(Tarefa) De acordo com o artigo, qual general fez a previsão de guerra entre os Estados Unidos e a China em 2025, e que cargo ele ocupa?

(Artigo)
━━━━━━━━━━━━━━━━

Folha de S.Paulo

General americano prevê guerra com a China em 2025

Influente deputado concorda com avaliação de que Taiwan será estopim

- Igor Gielow

são paulo Os Estados Unidos e a China travarão uma guerra em 2025, provavelme­nte devido a uma tentativa de Pequim de tomar à força Taiwan, ilha autônoma que considera uma província rebelde.

A previsão seria vista como mero alarmismo de interessad­os em maiores orçamentos de defesa, mas foi feita por um importante general americano em um documento estrategic­amente vazado, causando grande agitação nos meios militares em Washington e Pequim.

“Espero estar errado. Mas meu instinto diz que vamos lutar em 2025”, escreveu em um memorando supostamen­te interno o general Mike Minihan, chefe do Comando de Mobilidade Aérea dos EUA. O texto emergiu em redes sociais e foi confirmado pelo site The Drive com a Força Aérea.

Minihan usa termos duros. Diz que o líder chinês, Xi Jinping, “assegurou seu terceiro mandato e montou seu conselho de guerra em outubro de 2022”. “As eleições presidenci­ais em Taiwan são em 2024, e elas darão a Xi uma razão. As eleições nos EUA são em 2024 e oferecerão a Xi uma América distraída. O time de Xi, suas razões e oportunida­des estão todas alinhadas para 2025”.

━━━━━━━━━━━━━━━━

(Dados extraídos)

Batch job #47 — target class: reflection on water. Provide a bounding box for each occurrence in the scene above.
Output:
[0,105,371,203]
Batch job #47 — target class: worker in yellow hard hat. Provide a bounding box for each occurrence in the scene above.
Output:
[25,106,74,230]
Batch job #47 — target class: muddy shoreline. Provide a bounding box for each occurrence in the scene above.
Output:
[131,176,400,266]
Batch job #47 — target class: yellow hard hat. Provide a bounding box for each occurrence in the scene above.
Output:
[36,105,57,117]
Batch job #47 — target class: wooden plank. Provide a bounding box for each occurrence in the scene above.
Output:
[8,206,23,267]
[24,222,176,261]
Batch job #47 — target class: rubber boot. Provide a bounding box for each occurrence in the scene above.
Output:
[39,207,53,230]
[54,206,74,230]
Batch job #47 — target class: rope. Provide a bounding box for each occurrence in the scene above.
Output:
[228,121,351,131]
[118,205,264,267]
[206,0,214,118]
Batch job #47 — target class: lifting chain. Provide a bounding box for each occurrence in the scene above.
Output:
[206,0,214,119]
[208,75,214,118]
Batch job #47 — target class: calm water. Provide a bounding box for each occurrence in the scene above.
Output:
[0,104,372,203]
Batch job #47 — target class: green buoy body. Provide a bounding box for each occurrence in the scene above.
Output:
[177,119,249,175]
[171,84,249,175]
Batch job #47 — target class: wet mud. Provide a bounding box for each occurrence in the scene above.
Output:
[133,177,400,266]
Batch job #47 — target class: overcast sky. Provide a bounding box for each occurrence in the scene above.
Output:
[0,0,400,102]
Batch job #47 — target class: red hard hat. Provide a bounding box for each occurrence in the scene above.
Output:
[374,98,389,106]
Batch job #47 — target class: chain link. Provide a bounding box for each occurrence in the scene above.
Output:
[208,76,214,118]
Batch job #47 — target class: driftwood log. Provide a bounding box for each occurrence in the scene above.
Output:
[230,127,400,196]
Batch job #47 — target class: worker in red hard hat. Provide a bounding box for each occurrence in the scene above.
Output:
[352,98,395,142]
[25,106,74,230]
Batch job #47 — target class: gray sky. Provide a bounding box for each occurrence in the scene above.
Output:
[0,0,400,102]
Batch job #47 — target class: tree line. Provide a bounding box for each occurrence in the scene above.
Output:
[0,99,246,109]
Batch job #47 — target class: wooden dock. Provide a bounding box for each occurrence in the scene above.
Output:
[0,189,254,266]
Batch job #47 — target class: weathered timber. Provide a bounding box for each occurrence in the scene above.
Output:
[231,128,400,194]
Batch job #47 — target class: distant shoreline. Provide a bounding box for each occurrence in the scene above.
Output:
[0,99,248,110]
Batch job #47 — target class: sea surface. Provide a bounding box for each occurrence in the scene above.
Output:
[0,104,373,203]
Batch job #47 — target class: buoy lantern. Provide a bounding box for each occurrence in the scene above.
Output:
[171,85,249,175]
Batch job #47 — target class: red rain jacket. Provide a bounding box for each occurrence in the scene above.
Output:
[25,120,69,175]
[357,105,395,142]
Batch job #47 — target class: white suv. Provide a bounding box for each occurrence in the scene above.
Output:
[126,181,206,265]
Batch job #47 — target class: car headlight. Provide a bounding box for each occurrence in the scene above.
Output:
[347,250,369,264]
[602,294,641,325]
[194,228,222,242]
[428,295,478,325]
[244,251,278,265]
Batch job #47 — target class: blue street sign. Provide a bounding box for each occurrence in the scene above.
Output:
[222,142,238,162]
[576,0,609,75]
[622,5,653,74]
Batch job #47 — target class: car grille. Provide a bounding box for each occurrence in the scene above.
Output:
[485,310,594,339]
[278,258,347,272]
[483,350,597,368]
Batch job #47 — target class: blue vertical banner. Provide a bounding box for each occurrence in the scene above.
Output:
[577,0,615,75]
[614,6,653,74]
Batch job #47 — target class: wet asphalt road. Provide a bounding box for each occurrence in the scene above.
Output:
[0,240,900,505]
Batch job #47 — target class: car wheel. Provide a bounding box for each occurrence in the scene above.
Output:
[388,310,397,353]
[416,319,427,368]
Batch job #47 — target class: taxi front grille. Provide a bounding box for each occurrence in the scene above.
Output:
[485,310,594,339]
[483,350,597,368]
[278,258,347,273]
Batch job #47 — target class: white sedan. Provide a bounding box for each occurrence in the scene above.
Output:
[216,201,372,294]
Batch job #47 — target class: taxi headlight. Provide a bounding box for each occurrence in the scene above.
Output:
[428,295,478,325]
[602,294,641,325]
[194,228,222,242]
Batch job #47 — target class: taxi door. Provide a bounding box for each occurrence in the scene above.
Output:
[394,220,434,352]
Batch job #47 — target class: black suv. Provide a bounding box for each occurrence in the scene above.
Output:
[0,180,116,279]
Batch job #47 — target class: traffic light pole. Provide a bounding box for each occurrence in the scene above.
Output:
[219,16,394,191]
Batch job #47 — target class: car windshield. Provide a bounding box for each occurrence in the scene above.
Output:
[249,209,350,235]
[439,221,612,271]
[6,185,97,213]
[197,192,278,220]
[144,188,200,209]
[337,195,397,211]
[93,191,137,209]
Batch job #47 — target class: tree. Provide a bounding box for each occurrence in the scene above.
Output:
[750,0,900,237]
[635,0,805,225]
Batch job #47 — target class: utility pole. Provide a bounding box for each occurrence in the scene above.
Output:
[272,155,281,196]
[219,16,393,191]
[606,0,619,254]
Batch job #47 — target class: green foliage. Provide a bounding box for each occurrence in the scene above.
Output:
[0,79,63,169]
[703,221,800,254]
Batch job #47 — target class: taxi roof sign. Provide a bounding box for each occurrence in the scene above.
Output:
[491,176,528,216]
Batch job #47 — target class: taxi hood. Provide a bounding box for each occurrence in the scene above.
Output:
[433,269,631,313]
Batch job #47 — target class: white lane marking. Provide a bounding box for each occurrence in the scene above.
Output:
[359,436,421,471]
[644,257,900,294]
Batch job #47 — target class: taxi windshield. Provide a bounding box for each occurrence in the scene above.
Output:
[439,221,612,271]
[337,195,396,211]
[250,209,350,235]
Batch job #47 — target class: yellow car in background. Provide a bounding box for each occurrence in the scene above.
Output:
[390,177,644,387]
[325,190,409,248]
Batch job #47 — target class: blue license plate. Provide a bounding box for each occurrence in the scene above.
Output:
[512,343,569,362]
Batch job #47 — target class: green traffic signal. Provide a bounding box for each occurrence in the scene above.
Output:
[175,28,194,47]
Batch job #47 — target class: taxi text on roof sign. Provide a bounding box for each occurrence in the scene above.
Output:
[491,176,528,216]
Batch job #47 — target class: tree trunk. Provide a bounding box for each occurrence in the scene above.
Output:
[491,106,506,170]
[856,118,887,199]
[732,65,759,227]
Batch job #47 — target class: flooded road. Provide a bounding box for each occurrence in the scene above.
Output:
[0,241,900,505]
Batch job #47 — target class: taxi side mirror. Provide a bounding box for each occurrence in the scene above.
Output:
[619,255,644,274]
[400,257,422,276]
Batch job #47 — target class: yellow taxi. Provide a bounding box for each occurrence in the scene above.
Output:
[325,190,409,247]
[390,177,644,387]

━━━━━━━━━━━━━━━━

(Resposta abaixo) O general Mike Minihan, chefe do Comando de Mobilidade Aérea dos EUA.